- _TEXTO DE LECTURA_
**********
La nueva cara de Quito
La capital ecuatoriana vive un auge artístico y gastronómico. Mercados, galerías, restaurantes y su magnífico centro histórico trazan una ruta alternativa para tomarle el pulso a la ciudad andina
Hay en Quito un árbol llamado arupo cuyo florecimiento en hojas rosas anuncia la llegada del verano andino, que viene acompañado de un viento muy reconocible. Su presencia es constante y espontánea. En una ciudad donde, como señalan los autóctonos, solo hay dos estaciones (llueve o no llueve), y por motivos de latitud (el país nació como República del Ecuador en 1830, y el nombre viene por la línea equinoccial que divide el mundo en dos hemisferios) el sol aparece a las 6.00 y se pone a las 18.00, el arupo es buena compañía y sirve de metáfora para una capital que vive un auge artístico, gastronómico y turístico.
Hasta hace poco, a Quito se venía a visitar el centro histórico, uno de los más impactantes del mundo gracias al esplendoroso barroco de sus iglesias coloniales, dispuestas sobre un agreste paisaje fértil en quebradas. Fue el primero, junto al de Cracovia, en ser declarado patrimonio mundial por la Unesco en 1978. Sin embargo, el interés se ha extendido y un nuevo turismo “vivencial” pasea por mercados, restaurantes, museos o tiendas de productos autóctonos experimentando una cotidianidad tan real como la presencia de los rotundos Andes que la rodean, y de esos imponentes volcanes, como el del Pichincha (4.784 metros), al que se accede en el TelefériQo para disfrutar de las mejores vistas. Músicos, ilustradores, chefs han contribuido con su creatividad al dinamismo de una ciudad curativa y consciente de las dimensiones de su patrimonio histórico, geográfico, natural, arquitectónico y cultural. Nueve enclaves singulares para descubrirlo.
1. Fundación Guayasamín
Para muchos, Oswaldo Guayasamín fue el mejor alumno de Camilo Egas, pintor ecuatoriano que vivió en Nueva York (además de Roma, París y Madrid) y quien aportó una insólita manera de mirar al indígena, revalorizando su imagen. Guayasamín tomó su relevo; en el aeropuerto de Madrid sigue en pie su mural, que representa la hermandad entre España y Latinoamérica. La visita a la Capilla del Hombre, un espacio de la fundación, ofrece un recorrido por su obra, una búsqueda de la inocencia y un continuo homenaje al indígena y a víctimas de exilios, guerras, pobreza. Fue un pintor político y comprometido, a veces conmovedor, a veces visceral en su rastreo de nuevos lenguajes. Por los pasillos de la que fue su casa se dejan ver cuadros de amigos (Chagall, Picasso, Roberto Mata) y fotos con Fidel Castro, Mitterrand o García Márquez. Retrató a Mercedes Sosa, Silvio Rodríguez y, por supuesto, a Paco de Lucía (“su rostro es una catedral y crece como una torre por la expresividad musical que tiene dentro”, escribió).
**********
- _TAREA A_
Indica si cada afirmación coincide con el texto sobre Quito y cita las palabras que lo deciden: (i) la Unesco declaró patrimonio mundial el centro histórico de Quito en 1978; (ii) Camilo Egas fue alumno de Oswaldo Guayasamín; (iii) al volcán Pichincha se sube en el TelefériQo.
- _TAREA B_
Según el texto sobre Quito, ¿por qué allí el sol sale a las 6.00 y se pone a las 18.00? Responde en una a tres oraciones.
- _TAREA C_
Continúa el texto sobre Quito a partir de su último párrafo.
**********
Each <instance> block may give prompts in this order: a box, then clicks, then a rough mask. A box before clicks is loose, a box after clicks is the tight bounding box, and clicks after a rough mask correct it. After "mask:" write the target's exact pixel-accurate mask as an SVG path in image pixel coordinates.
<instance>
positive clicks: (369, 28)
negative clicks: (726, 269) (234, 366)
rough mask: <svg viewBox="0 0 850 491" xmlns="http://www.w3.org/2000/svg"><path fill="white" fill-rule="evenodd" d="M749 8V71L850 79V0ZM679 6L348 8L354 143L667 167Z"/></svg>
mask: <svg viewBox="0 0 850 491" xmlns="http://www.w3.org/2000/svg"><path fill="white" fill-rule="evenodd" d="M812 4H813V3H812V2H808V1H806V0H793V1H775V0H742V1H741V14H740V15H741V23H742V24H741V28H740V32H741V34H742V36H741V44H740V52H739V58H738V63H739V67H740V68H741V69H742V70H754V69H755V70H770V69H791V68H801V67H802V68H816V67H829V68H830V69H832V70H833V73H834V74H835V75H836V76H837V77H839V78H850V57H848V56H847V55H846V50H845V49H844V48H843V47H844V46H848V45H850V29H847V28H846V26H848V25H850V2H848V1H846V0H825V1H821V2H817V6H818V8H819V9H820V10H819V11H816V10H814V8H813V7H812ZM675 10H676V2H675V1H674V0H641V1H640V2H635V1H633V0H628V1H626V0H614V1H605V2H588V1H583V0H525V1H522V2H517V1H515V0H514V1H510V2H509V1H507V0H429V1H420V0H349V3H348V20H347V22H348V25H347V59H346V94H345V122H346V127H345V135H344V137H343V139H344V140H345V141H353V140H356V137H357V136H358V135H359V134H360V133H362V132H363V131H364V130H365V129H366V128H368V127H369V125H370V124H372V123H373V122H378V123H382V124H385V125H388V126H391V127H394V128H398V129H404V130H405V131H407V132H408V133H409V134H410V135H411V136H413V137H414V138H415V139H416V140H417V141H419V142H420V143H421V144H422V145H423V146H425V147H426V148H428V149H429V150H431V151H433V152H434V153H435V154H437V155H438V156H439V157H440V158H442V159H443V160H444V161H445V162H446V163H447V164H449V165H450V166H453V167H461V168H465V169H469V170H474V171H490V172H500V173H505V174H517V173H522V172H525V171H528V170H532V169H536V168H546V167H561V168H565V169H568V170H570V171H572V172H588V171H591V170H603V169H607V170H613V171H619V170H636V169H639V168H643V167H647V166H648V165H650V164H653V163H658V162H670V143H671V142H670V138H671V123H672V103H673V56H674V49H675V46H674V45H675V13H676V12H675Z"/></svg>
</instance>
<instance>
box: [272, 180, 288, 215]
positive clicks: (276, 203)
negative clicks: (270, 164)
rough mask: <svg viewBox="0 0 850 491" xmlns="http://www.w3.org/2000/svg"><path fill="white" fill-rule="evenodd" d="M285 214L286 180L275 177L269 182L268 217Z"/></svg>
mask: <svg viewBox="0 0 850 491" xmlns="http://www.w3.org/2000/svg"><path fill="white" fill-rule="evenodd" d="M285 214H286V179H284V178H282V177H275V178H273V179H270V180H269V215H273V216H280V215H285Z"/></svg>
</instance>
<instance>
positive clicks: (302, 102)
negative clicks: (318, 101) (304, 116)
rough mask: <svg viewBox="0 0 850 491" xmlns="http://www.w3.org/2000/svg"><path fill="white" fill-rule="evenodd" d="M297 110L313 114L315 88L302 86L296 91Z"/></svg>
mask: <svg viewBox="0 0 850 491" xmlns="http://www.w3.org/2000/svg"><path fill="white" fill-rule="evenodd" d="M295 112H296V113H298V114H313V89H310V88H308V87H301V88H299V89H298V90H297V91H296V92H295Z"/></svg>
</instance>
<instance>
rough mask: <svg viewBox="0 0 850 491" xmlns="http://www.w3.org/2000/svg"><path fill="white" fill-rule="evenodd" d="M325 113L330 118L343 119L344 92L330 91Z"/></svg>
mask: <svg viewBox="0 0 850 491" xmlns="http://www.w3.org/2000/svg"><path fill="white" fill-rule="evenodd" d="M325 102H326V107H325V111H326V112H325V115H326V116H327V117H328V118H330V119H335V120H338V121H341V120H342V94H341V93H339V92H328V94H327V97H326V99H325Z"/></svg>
**********
- _RESPUESTA DEL EJERCICIO A_
(i) Sí: "Fue el primero, junto al de Cracovia, en ser declarado patrimonio mundial por la Unesco en 1978."
(ii) No: "Oswaldo Guayasamín fue el mejor alumno de Camilo Egas".
(iii) Sí: "al que se accede en el TelefériQo para disfrutar de las mejores vistas".

- _RESPUESTA DEL EJERCICIO B_
Según el texto, se debe a motivos de latitud. El texto añade que el país se llama Ecuador por la línea equinoccial que divide el mundo en dos hemisferios.

- _RESPUESTA DEL EJERCICIO C_
2. La Floresta, barrio bohemio
Para entrar en contacto con la pujante gastronomía quiteña, nada como el restaurante El Esmeraldas. Abrir apetito con ají y chifles es un ejercicio que empieza siendo placentero y se vuelve necesario. Atención al trío de ceviches y a los deditos de yuca con salsa de vino blanco y mariscos. Está en La Floresta, uno de los núcleos de la modernidad quiteña, zona de restaurantes tentadores y sector grafitero donde se palpa la simpatía de los transeúntes, de los arupos, de algunos palacetes y de los muros coloridos con firmas que van del legendario Daze a la de Apitatán, referencia local.
Todo gira en torno al Cine Café Ochoymedio, donde se concentra la intelectualidad en un ambiente entre sofista y cool. Su carta de tartas remite a los espacios más trendys de Berlín. Desde aquí es imposible no evocar las películas de Sebastián Cordero que transcurren en esta ciudad, como Ratas, ratones y rateros (1999) o Pescador (2011).
La Floresta es un barrio bohemio, con un sentido de la estética muy personal, determinado por la afluencia de los jóvenes creadores. Conviene tener en cuenta la galería Artik Quito, la tienda de chocolate orgánico Pacari, el local de coworking Impaqto, donde destaca un mural de Belén Mena, la artista gráfica más internacional de Ecuador, y, sobre todo, la galería-tienda de Olga Fisch. La historia de Olga daría para un artículo: nacida en 1902 en Budapest, manifestó desde pequeña una doble pasión por recolectar artesanías populares y convertiste en artista. Se instaló en Quito en 1932 huyendo de la guerra y trasladó su vocación humanista a su obra y a su modo de vida, dedicándose a recuperar, coleccionar y difundir el arte popular ecuatoriano. Fundó Olga Fish Folklore, murió en Quito a los 90 años y muchos la consideran la Frida Kahlo húngara.
3. Achiotes de altos vuelos
En la cafetería Cyrano, ante su libro Biota Máxima (homenaje gráfico a la biodiversidad de los Andes), Belén Mena cuenta que “en Quito convergen un clima, una altitud y una geografía peculiares. Hay un montón de canales para ver la biodiversidad de Ecuador”. Su libro Pachanga, brillante empeño en unir arte y ciencia, desvela formas y colores de alas de polillas en obra gráfica. “Nadie ve a las polillas, están en un segundo plano respecto a las mariposas, y son más accesibles y underground… quise invitar a observar la belleza en otra magnitud. Mi obra está arraigada al país, porque hay mucho que mostrar”.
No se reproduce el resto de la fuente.